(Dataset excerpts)
___

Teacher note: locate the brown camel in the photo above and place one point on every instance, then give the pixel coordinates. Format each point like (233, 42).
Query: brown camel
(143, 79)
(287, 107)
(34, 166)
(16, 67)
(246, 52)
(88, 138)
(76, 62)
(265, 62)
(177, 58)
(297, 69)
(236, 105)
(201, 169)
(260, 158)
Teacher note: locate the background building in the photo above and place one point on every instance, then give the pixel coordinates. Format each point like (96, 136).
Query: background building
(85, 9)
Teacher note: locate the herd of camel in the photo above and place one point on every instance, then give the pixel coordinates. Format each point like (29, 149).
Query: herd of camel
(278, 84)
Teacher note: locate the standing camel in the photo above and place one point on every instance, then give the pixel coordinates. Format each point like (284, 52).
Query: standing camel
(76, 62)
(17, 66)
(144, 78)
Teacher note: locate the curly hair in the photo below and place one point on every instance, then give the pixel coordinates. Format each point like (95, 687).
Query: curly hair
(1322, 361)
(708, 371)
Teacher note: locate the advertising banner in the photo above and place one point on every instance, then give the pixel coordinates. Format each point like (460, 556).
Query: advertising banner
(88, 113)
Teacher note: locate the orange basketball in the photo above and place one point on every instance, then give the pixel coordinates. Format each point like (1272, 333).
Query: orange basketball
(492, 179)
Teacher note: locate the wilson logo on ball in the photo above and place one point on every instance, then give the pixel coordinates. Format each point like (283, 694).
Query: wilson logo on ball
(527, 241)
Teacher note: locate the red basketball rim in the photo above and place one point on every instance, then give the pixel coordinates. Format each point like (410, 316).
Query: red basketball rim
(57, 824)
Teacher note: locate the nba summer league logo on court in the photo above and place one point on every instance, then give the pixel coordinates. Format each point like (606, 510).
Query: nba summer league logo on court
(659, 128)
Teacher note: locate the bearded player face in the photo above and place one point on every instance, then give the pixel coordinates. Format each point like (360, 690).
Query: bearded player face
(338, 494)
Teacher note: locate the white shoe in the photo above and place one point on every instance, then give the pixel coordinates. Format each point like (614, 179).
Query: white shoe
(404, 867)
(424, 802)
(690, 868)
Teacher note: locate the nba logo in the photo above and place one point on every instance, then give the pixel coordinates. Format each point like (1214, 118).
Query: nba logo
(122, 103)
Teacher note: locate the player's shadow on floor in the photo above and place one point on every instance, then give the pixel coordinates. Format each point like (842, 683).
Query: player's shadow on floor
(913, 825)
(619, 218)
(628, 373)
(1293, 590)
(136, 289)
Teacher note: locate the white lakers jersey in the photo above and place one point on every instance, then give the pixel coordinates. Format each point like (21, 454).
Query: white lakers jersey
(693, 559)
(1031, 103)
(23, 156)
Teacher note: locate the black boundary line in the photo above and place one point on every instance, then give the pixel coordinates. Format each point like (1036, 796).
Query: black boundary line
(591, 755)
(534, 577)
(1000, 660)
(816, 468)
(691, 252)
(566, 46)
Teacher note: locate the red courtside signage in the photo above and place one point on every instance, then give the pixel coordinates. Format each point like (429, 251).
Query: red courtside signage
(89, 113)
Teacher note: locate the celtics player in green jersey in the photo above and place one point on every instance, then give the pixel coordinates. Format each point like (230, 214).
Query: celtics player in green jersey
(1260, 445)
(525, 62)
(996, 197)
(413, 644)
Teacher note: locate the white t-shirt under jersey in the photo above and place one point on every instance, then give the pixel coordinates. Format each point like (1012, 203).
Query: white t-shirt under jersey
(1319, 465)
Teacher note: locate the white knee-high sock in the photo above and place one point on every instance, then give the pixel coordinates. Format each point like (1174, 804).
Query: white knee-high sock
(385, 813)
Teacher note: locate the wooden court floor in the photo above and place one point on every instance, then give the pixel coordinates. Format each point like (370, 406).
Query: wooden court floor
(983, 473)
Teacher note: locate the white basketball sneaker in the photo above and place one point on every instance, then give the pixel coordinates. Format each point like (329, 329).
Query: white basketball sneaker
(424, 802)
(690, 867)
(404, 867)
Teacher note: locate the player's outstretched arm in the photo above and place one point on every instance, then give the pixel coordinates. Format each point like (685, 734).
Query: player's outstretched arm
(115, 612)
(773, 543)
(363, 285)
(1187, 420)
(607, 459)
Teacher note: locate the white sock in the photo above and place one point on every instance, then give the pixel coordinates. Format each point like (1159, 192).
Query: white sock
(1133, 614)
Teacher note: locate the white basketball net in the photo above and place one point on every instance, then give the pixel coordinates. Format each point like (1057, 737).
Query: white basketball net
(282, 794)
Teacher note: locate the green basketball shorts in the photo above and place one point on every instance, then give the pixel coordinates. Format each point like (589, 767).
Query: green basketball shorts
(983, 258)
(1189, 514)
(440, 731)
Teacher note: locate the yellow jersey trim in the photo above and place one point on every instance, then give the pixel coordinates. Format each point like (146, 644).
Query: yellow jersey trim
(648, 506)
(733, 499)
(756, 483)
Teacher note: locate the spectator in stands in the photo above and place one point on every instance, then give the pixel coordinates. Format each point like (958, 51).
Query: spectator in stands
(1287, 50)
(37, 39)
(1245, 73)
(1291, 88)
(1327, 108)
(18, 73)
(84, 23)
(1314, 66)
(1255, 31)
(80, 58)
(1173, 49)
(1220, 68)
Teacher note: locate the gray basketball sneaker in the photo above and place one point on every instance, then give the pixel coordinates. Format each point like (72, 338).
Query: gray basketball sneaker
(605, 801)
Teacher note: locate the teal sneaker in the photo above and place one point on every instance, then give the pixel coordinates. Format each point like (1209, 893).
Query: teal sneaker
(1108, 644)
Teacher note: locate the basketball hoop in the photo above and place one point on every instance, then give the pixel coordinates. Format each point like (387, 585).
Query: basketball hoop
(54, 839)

___

Assignment: The data should be transcribed exactly, line for line.

Answer to this problem:
Teacher note: locate the brown camel in the photo above and place one point on every instance, then give the pixel coordinates. Format each point like (233, 42).
Query: brown camel
(143, 79)
(287, 107)
(34, 166)
(16, 67)
(246, 52)
(88, 138)
(76, 62)
(265, 62)
(177, 58)
(297, 69)
(236, 105)
(201, 169)
(260, 158)
Teacher note: locate the background building in the photo above and place one point on every instance, then give the pixel coordinates. Format each point like (96, 136).
Query: background building
(85, 9)
Teacher note: locate the herd of camel in the photo above and place one point on every instance, then give the pixel coordinates. Format each point like (29, 149).
Query: herd of camel
(278, 84)
Teacher note: locate the standing camel in the photo above and place one point on every instance, then give the pixel coordinates. Format each point like (284, 52).
Query: standing camel
(76, 62)
(17, 66)
(144, 78)
Teacher note: locate the curly hair in the photo below and place one point on every instance, then give the pixel coordinates. Format each point like (95, 687).
Query: curly hair
(1322, 361)
(708, 371)
Teacher note: locate the advertising banner in the photo above and place one point on every instance, then give the pixel coordinates. Format each point like (460, 556).
Query: advertising banner
(88, 113)
Teacher note: locate the orange basketball in the photo above and place one point on every instance, then give the pixel coordinates. Format each point like (1272, 333).
Query: orange basketball
(492, 179)
Teacher note: locate the wilson logo on ball in the photo above and place one point on every instance, then give the pixel coordinates. Format each point like (283, 694).
Query: wilson logo on ball
(527, 241)
Teacher note: locate the red basketball rim in the photo above and place one point on every instance, then give the pixel coordinates. Format each point like (410, 316).
Query: red basketball rim
(57, 824)
Teacher note: locate the nba summer league logo on court in the photo above and place one point on every instance, then give the pixel coordinates. Format each point like (606, 510).
Query: nba summer league logo on court
(659, 128)
Teacher note: locate the bearded player face in the photo above and place one point on every instance, then give the pixel coordinates. Format each point like (360, 690).
Query: bearded player face
(338, 494)
Teacher note: locate the white shoe in the photo above and place one point on every instance, then give the pixel coordinates. Format each point like (614, 179).
Query: white shoe
(404, 867)
(424, 802)
(690, 868)
Teacher note: locate the nba logo in the photo above and place one point on every instance, then give the pixel coordinates. Format each point like (1214, 118).
Query: nba logo
(122, 103)
Teacher note: locate the player's shadow on floor in the photo above and place one point on every instance, then give the pixel coordinates. Format each point like (842, 683).
Query: player's shadow on floor
(913, 825)
(619, 218)
(628, 373)
(1293, 590)
(136, 289)
Teacher note: locate the white lakers jersey in the photo above and place one point on every instance, then give the pixel coordinates. Format each point like (21, 454).
Query: white lakers jersey
(693, 559)
(1031, 103)
(23, 156)
Teacher note: locate the black boundary line in the photo above and place one point on every instance, then give the pixel coordinates. Format each point like (1036, 796).
Query: black boundary line
(591, 755)
(534, 577)
(1000, 660)
(816, 468)
(691, 252)
(566, 46)
Teacher note: locate the red courtside signage in the photo above and place one point on every instance, then give the pixel coordinates. Format each point like (429, 251).
Query: red courtside signage
(89, 113)
Teacher note: locate the celtics player in green jersey in the photo above and place one point on every instance, then give the pixel coordinates. Format each point like (230, 214).
Query: celtics player in green jersey
(1260, 445)
(525, 62)
(996, 197)
(413, 644)
Teacher note: locate the white t-shirt under jersey in the photo above and place one point on every instance, then give the pixel coordinates. Format each point like (1012, 203).
Query: white t-shirt under jersey
(1319, 465)
Teacher note: locate the white knee-high sock in the photo above and place one point on every instance, then give the pixel coordinates. Format each point like (1174, 804).
Query: white knee-high sock
(385, 813)
Teacher note: locate the wooden court floor in the photo above and place one point on every instance, then give the pixel coordinates. Format each point like (370, 406).
Query: wooden court floor
(983, 473)
Teacher note: locate the white basketball sneaker in the photo above and place one point on every instance, then give the pixel coordinates. Format each point like (329, 329).
Query: white basketball sneaker
(424, 802)
(690, 867)
(404, 867)
Teacher note: locate the player's outstretched arm in the photo above and place one point on every instance, then give the pixel coordinates. Format each point like (685, 734).
Query: player's outstretched arm
(115, 612)
(773, 543)
(363, 285)
(1187, 420)
(607, 459)
Teacher note: locate the white sock in the photo above and place one point on every instance, then give the pixel coordinates. Format each point like (1159, 192).
Query: white sock
(1133, 614)
Teacher note: locate the white basketball net in the photo above and place one point on every instance, then give the pixel coordinates. Format each point like (1057, 737).
Query: white basketball net
(282, 794)
Teacher note: locate the green basketball shorts in the photo above and place one point on every instance, then give the pixel coordinates. Format each point like (589, 767).
Query: green basketball shorts
(983, 258)
(1189, 514)
(440, 731)
Teacher note: locate the yellow jersey trim in the photo above and place one point on every instance, then give the pixel coordinates. Format each point like (146, 644).
Query: yellow jersey trim
(648, 506)
(733, 499)
(756, 483)
Teacher note: locate the spectator in stands in the photo above and place one point on every instance, then give the pixel coordinates. Format each point like (958, 51).
Query: spectator in stands
(1287, 50)
(37, 39)
(1245, 73)
(1291, 88)
(1327, 108)
(18, 73)
(84, 23)
(1314, 66)
(1255, 31)
(80, 58)
(1173, 49)
(1220, 68)
Teacher note: locate the gray basketball sneaker in the photo above and place one point on every instance, then give the pixel coordinates. Format each point like (72, 338).
Query: gray basketball sneaker
(605, 801)
Teacher note: locate the teal sneaker in the photo above and place one point on every instance, then give the pixel coordinates. Format each point like (1209, 893).
Query: teal sneaker
(1108, 644)
Teacher note: locate the basketball hoop in the photo above and place one point on every instance, then give the pixel coordinates. Format each point like (387, 585).
Query: basketball hoop
(54, 839)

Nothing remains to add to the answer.